Can you write out all of the material below, word for word?

▼

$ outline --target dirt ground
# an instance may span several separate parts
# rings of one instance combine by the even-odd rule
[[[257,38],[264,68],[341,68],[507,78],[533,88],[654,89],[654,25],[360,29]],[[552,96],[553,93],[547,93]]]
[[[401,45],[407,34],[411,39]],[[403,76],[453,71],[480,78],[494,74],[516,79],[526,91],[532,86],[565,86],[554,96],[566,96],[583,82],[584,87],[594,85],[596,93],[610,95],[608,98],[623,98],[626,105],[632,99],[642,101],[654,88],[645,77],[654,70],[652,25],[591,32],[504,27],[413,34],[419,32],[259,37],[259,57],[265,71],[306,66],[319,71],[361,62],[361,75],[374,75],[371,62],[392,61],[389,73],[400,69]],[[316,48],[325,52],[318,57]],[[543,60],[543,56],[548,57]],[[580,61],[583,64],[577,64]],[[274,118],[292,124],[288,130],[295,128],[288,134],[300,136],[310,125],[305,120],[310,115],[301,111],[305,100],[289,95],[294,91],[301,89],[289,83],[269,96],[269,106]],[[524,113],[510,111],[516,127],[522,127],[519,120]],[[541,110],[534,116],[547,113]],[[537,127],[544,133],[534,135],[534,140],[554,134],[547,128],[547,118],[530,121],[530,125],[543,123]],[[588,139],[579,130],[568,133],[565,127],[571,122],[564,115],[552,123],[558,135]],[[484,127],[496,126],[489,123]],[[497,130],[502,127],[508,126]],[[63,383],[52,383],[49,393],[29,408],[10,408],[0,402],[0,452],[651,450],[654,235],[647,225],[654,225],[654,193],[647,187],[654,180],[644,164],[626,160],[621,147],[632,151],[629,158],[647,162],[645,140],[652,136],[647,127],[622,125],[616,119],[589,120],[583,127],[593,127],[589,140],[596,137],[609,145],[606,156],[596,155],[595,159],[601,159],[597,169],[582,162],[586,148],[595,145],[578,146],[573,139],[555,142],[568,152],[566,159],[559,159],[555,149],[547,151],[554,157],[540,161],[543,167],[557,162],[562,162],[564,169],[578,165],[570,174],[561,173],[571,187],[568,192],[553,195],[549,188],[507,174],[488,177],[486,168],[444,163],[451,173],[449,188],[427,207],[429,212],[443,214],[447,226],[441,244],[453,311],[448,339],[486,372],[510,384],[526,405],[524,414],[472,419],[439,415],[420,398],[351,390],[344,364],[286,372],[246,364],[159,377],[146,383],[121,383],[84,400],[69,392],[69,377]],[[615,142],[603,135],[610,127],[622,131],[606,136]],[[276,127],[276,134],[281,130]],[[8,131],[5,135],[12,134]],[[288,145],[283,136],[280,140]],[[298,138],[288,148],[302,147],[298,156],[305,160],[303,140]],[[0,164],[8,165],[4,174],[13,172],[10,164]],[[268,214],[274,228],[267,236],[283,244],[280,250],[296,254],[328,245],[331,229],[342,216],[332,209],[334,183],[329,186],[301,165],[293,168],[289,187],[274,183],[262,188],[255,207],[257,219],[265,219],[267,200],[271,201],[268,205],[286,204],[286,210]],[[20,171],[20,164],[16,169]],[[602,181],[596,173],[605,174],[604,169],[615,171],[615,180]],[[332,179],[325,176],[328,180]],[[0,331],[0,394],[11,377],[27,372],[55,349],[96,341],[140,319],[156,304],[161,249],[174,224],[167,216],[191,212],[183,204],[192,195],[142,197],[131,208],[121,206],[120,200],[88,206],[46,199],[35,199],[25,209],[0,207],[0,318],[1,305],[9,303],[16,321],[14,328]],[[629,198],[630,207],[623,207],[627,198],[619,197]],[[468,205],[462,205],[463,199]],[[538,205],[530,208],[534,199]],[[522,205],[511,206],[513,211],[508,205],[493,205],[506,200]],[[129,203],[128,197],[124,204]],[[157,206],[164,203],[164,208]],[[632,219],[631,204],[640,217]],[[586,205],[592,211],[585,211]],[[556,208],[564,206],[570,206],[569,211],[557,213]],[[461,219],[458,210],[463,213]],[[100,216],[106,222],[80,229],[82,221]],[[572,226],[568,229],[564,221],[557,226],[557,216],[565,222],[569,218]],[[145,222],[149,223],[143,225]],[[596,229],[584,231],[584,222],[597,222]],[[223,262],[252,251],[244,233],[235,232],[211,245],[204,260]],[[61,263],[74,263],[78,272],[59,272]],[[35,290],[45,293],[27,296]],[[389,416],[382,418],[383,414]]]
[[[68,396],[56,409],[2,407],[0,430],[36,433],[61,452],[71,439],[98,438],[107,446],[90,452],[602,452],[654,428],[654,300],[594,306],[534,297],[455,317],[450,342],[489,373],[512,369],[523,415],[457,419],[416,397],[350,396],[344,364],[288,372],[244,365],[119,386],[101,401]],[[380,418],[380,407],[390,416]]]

▲

FULL OUTPUT.
$ outline --target dirt ground
# an instance may span several separate parts
# rings of one instance combine by the even-odd rule
[[[257,38],[264,68],[341,68],[507,78],[533,88],[654,89],[654,25],[360,29]],[[552,96],[553,93],[547,93]]]
[[[401,45],[407,34],[411,39]],[[403,76],[453,71],[480,78],[494,74],[516,79],[526,91],[532,86],[565,86],[554,96],[566,96],[583,82],[584,87],[594,85],[596,93],[610,95],[608,98],[623,98],[626,105],[632,99],[642,101],[654,88],[645,77],[654,70],[652,25],[591,32],[504,27],[413,34],[419,32],[259,37],[259,57],[265,71],[306,66],[319,71],[361,62],[361,75],[374,75],[371,62],[392,61],[389,73],[400,69]],[[316,48],[325,52],[318,57]],[[543,60],[543,56],[548,57]],[[580,61],[583,64],[577,64]],[[274,118],[292,124],[288,130],[295,128],[288,134],[300,136],[310,125],[305,120],[310,115],[301,111],[305,100],[289,95],[294,91],[301,89],[289,83],[269,96],[269,106]],[[524,113],[510,111],[516,127],[522,127],[519,120]],[[541,110],[534,116],[547,113]],[[537,127],[544,133],[534,135],[534,140],[554,134],[547,128],[547,118],[530,121],[530,125],[543,123]],[[588,139],[579,130],[568,133],[565,127],[571,122],[564,115],[552,123],[558,135]],[[484,127],[496,126],[489,123]],[[497,130],[502,127],[508,126]],[[63,383],[52,383],[49,393],[29,408],[10,408],[0,402],[0,452],[651,450],[654,235],[647,225],[654,225],[654,193],[647,187],[654,180],[644,164],[626,160],[621,147],[632,151],[629,158],[647,162],[645,140],[652,136],[647,127],[622,125],[616,119],[589,120],[583,127],[593,127],[589,140],[596,137],[609,145],[606,156],[596,155],[595,159],[601,159],[597,169],[582,162],[586,148],[595,145],[578,146],[573,139],[555,142],[568,152],[566,159],[559,159],[555,149],[547,151],[554,157],[540,161],[543,167],[557,162],[562,162],[564,169],[578,165],[570,174],[561,173],[571,187],[568,192],[553,195],[549,188],[507,174],[488,177],[486,168],[444,163],[451,173],[449,188],[427,207],[429,212],[443,214],[447,226],[441,244],[453,311],[448,339],[486,372],[510,384],[526,405],[524,414],[472,419],[439,415],[420,398],[351,390],[344,364],[286,372],[246,364],[159,377],[146,383],[121,383],[84,400],[69,392],[69,377]],[[615,142],[603,135],[610,127],[622,131],[606,136]],[[276,127],[276,134],[281,130]],[[8,131],[5,135],[12,134]],[[288,145],[283,136],[280,140]],[[298,138],[288,148],[302,147],[298,156],[305,160],[303,140]],[[0,164],[8,165],[4,174],[13,172],[10,164]],[[268,214],[274,228],[267,236],[283,244],[280,250],[296,254],[328,245],[331,229],[342,216],[332,209],[334,183],[329,186],[301,165],[293,168],[289,187],[274,183],[262,188],[255,207],[257,219],[265,219],[267,200],[271,201],[268,205],[286,204],[286,210]],[[20,171],[20,164],[16,169]],[[602,181],[596,173],[605,174],[604,169],[615,171],[615,180]],[[332,179],[325,176],[328,180]],[[0,331],[0,394],[11,377],[27,372],[55,349],[96,341],[140,319],[156,304],[161,249],[174,224],[167,216],[191,212],[183,204],[192,195],[142,197],[131,208],[121,206],[120,200],[88,206],[46,199],[35,199],[25,209],[0,207],[0,318],[1,305],[9,303],[16,321],[14,328]],[[629,198],[630,207],[623,207],[627,198],[619,197]],[[468,205],[462,205],[463,199]],[[538,205],[530,208],[534,199]],[[522,205],[511,206],[513,211],[508,205],[493,205],[506,200]],[[129,203],[128,197],[124,204]],[[157,206],[164,203],[164,208]],[[632,219],[631,204],[640,217]],[[586,205],[592,211],[585,211]],[[556,208],[564,206],[570,206],[569,211],[557,213]],[[461,219],[458,210],[463,213]],[[100,216],[106,222],[80,229],[82,221]],[[572,226],[568,229],[564,221],[557,226],[557,216],[565,222],[569,218]],[[145,222],[149,223],[143,225]],[[596,229],[584,231],[584,222],[597,222]],[[223,262],[252,251],[244,233],[235,232],[211,245],[204,260]],[[61,263],[74,263],[78,272],[59,272]],[[35,290],[45,293],[27,296]],[[389,416],[382,418],[383,414]]]
[[[68,396],[56,409],[2,407],[0,430],[36,433],[61,452],[71,439],[98,438],[107,446],[90,452],[602,452],[654,428],[654,300],[594,306],[534,297],[455,317],[450,342],[489,373],[512,369],[523,415],[457,419],[416,397],[350,396],[344,364],[288,372],[244,365],[119,386],[101,401]],[[380,418],[380,407],[390,416]]]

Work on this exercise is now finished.